-- YOUR ASSIGNMENT --
Please copy out the records that follow, word for word.

.....

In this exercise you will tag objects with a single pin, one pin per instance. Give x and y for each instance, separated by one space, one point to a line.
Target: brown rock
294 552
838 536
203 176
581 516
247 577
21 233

.....

-- ANSWER SPACE --
In this exercise you will tag objects with a single pin, one pin per instance. Give x and y for each instance, separated by one space, one point to a line.
Target: brown rock
294 552
838 536
203 176
581 516
247 577
21 233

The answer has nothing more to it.